----- Textauszug -----

Herr Stocker, am 13. Juni stimmen wir über die Revision des CO2-Gesetzes ab. Was würde ein Ja bedeuten?
Mit der Totalrevision des CO2-Gesetzes würden zwei Tabus gebrochen, die jahrelang als unantastbar galten. Erstens würden erstmals fossile Treib­stoffe mit einer bescheidenen Abgabe belastet; und zweitens: ein Lenkungs­beitrag auf Flug­tickets. Das wäre ein erster, pragmatischer – wenn auch sehr kleiner – Schritt hin zu mehr Klima­schutz; insofern wäre es der Anfang einer neuen Ära.

Die Schweiz will bis 2030 ihre Emissionen gegenüber 1990 halbieren. Kann ihr das mit dem neuen Gesetz gelingen?
Das weiss ich nicht, ich bin aber optimistisch. Sicher ist, dass wir alle paar Jahre beurteilen müssen, wie sich unsere Emissionen entwickeln: ob die neuen Mass­nahmen greifen oder nicht. Sollten wir zum Beispiel 2028 feststellen, dass das Gesetz überhaupt nichts bewirkt hat, etwa die Flug­kilometer weiterhin stark zunehmen, dann müssten das Parlament und der Bundesrat Anpassungen vornehmen.

Werden wir also von nun an alle zwei bis drei Jahre über die Schweizer Klima­politik streiten?
Nicht in dieser hohen Frequenz. Aber die Klima­erhitzung bleibt ohnehin ein Dauer­thema. Auch bei einer Annahme des neuen CO2-Gesetzes geht die Krise nicht einfach vorbei.

Zur Person

Thomas Stocker hat an der ETH Zürich Umwelt­physik studiert und 1987 mit dem Doktorat abgeschlossen. 1993 wurde er als Professor an das Physikalische Institut der Universität Bern berufen, wo er seither die Abteilung für Klima- und Umwelt­physik leitet. Seine Forschung umfasst die Entwicklung von vereinfachten Klima­modellen zur Simulation vergangener und künftiger Klima­änderungen sowie die Bestimmung der Konzentration der Treibhaus­gase der Atmosphäre anhand von Eisbohr­kernen aus der Antarktis. Diese Rekonstruktionen erstrecken sich über die letzten 800’000 Jahre. Nach zehn Jahren Engagement im Weltklima­rat der Uno wurde Stocker im September 2008 zum Co-Vorsitzenden der «Arbeitsgruppe I» für die Periode 2008 bis 2015 gewählt. Der Bericht, der unter seinem Vorsitz im September 2013 von allen Ländern verabschiedet wurde, bildet die wissenschaftliche Grund­lage für das Klima­abkommen von Paris.

Dann geht das Gesetz also zu wenig weit?

-----

**Ziel der Aufgabe:** In welchem Jahr wurde Thomas Stocker laut dem Textauszug als Professor an die Universität Bern berufen? Die folgenden Zeilen haben eine andere Herkunft als der Text.

----- Datenzeilen -----

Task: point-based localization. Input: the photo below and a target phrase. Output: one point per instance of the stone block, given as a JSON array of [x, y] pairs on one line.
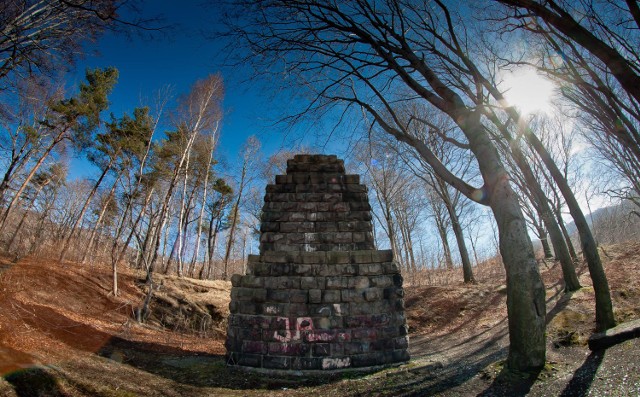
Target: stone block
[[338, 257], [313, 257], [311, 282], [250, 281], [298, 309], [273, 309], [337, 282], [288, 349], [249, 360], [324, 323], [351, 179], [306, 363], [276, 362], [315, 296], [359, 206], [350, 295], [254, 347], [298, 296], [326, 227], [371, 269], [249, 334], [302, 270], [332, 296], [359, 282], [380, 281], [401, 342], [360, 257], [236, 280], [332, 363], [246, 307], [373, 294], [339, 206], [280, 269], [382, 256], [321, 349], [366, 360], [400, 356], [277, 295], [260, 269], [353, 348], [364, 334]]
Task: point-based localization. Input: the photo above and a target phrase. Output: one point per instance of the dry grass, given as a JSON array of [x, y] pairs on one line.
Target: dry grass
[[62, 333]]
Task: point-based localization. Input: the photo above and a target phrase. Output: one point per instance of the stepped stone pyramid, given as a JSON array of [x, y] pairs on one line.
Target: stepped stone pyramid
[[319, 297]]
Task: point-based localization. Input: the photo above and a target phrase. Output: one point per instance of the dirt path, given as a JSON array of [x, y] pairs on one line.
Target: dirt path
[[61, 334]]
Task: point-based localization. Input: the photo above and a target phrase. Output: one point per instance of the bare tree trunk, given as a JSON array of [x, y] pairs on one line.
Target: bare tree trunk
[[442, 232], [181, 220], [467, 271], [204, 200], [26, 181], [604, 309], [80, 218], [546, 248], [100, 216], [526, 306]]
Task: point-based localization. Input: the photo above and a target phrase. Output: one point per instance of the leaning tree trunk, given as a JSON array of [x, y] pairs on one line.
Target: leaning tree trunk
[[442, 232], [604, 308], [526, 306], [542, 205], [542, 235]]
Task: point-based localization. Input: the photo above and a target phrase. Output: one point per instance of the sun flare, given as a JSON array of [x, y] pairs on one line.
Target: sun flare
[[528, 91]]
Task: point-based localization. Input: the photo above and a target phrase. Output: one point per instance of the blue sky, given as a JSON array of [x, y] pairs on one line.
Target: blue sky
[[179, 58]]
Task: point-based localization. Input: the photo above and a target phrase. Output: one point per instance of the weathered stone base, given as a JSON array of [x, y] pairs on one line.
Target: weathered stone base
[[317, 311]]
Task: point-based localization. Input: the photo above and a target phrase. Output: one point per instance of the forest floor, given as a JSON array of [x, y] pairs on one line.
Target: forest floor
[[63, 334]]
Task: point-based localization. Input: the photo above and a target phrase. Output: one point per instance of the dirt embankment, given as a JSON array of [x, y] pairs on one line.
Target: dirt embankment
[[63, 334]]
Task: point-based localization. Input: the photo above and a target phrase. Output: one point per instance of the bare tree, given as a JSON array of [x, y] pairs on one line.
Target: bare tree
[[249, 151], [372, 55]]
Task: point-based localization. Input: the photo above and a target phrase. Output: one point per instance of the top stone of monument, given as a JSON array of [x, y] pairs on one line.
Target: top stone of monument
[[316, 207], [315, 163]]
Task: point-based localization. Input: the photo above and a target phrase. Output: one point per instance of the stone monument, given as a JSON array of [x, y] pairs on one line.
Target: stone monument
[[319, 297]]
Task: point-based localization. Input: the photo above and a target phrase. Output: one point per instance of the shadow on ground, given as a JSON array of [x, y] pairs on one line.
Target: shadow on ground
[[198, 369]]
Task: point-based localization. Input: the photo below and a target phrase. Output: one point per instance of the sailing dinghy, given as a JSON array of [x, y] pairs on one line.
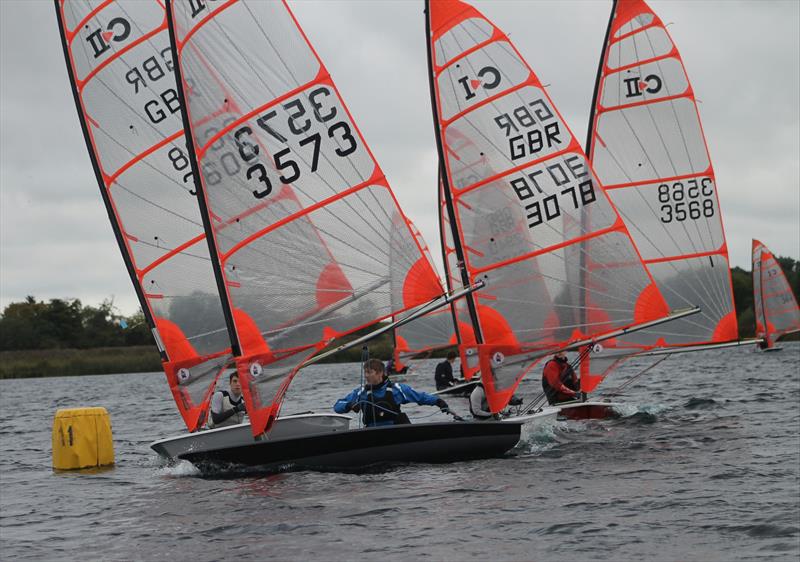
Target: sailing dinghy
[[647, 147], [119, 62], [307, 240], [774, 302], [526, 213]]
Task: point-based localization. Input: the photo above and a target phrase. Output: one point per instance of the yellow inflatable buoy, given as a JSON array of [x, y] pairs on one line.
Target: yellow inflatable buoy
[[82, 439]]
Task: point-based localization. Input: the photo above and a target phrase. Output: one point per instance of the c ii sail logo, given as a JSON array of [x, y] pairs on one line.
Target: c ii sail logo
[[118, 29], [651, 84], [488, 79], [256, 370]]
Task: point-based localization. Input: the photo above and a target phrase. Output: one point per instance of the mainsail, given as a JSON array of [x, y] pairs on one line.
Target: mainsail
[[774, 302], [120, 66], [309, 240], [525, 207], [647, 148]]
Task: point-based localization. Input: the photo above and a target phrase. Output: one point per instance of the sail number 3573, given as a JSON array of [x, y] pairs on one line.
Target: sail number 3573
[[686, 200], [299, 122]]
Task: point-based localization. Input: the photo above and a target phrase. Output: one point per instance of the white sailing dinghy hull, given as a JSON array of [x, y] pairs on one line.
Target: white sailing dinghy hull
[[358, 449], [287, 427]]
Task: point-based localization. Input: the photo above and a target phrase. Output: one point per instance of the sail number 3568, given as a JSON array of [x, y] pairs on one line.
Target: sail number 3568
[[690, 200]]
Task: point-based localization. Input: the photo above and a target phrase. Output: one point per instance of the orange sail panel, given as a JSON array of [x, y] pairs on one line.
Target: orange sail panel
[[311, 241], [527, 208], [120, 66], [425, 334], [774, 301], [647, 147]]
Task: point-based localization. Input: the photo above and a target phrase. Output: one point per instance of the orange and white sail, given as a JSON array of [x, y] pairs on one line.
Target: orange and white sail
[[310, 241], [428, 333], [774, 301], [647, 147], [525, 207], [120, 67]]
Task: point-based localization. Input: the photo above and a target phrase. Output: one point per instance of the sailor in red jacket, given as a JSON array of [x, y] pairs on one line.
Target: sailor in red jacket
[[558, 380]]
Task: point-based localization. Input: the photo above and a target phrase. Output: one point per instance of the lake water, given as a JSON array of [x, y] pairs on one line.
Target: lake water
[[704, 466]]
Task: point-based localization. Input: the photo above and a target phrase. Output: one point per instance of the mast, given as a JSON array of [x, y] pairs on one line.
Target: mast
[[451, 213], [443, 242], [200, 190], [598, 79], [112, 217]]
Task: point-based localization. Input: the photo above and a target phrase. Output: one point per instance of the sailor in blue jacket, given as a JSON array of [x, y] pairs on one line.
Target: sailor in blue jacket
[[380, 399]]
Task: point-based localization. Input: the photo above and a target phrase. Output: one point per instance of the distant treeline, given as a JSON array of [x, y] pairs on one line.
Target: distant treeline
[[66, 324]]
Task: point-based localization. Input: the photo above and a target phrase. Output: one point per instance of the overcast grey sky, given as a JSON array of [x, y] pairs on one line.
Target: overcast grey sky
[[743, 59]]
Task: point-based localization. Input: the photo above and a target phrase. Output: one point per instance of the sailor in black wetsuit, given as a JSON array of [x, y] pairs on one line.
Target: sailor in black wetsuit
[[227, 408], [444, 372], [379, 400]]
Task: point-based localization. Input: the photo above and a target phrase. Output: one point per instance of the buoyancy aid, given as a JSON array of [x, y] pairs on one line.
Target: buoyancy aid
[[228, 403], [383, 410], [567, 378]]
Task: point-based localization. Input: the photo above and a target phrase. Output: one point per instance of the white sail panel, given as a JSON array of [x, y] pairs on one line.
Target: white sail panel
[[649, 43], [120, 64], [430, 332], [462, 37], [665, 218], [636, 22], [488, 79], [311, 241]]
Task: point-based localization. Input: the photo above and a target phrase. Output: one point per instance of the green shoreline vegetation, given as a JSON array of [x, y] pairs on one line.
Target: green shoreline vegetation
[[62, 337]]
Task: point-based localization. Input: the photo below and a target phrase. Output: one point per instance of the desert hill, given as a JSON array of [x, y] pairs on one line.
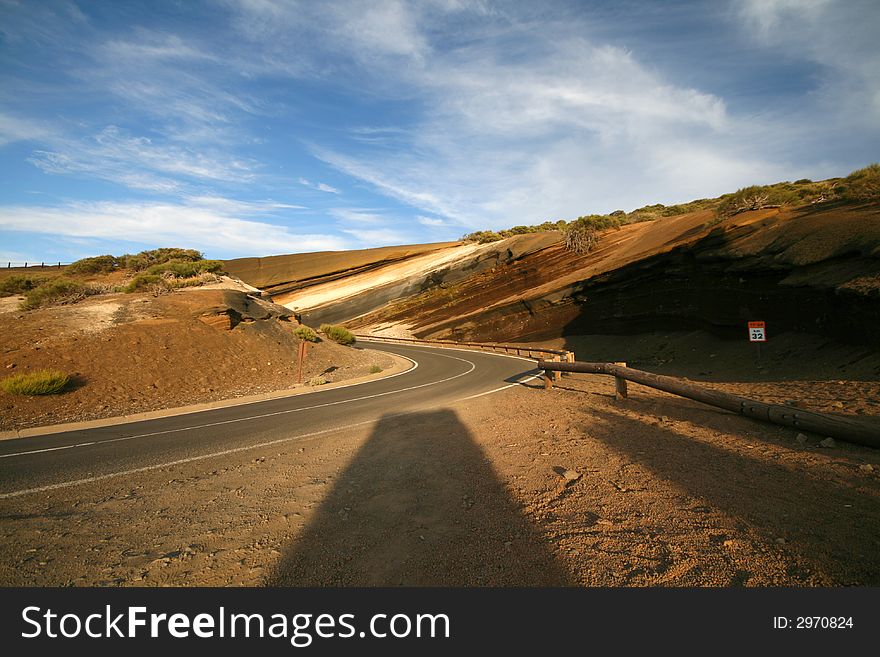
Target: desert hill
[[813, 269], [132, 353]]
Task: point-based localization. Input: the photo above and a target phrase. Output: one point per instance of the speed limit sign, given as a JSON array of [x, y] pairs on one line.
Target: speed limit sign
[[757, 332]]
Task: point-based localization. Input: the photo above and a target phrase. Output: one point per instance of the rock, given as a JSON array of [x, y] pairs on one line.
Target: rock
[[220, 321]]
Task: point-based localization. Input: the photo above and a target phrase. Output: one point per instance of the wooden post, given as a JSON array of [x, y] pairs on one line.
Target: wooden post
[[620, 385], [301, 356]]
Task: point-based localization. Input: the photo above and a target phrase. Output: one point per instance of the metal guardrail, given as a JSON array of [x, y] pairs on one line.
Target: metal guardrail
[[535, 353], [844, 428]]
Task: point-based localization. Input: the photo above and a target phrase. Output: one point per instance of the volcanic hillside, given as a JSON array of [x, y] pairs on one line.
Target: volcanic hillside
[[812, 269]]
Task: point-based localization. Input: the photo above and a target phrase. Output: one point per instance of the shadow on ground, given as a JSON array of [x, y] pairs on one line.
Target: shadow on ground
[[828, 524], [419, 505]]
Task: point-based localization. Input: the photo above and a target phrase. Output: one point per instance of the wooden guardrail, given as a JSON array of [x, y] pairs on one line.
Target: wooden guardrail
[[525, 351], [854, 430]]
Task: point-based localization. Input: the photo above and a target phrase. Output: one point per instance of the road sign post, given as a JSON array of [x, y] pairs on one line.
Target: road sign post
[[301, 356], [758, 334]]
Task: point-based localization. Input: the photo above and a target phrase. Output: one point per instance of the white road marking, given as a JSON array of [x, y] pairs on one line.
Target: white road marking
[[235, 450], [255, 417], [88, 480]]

-----

**Antwort:** 1993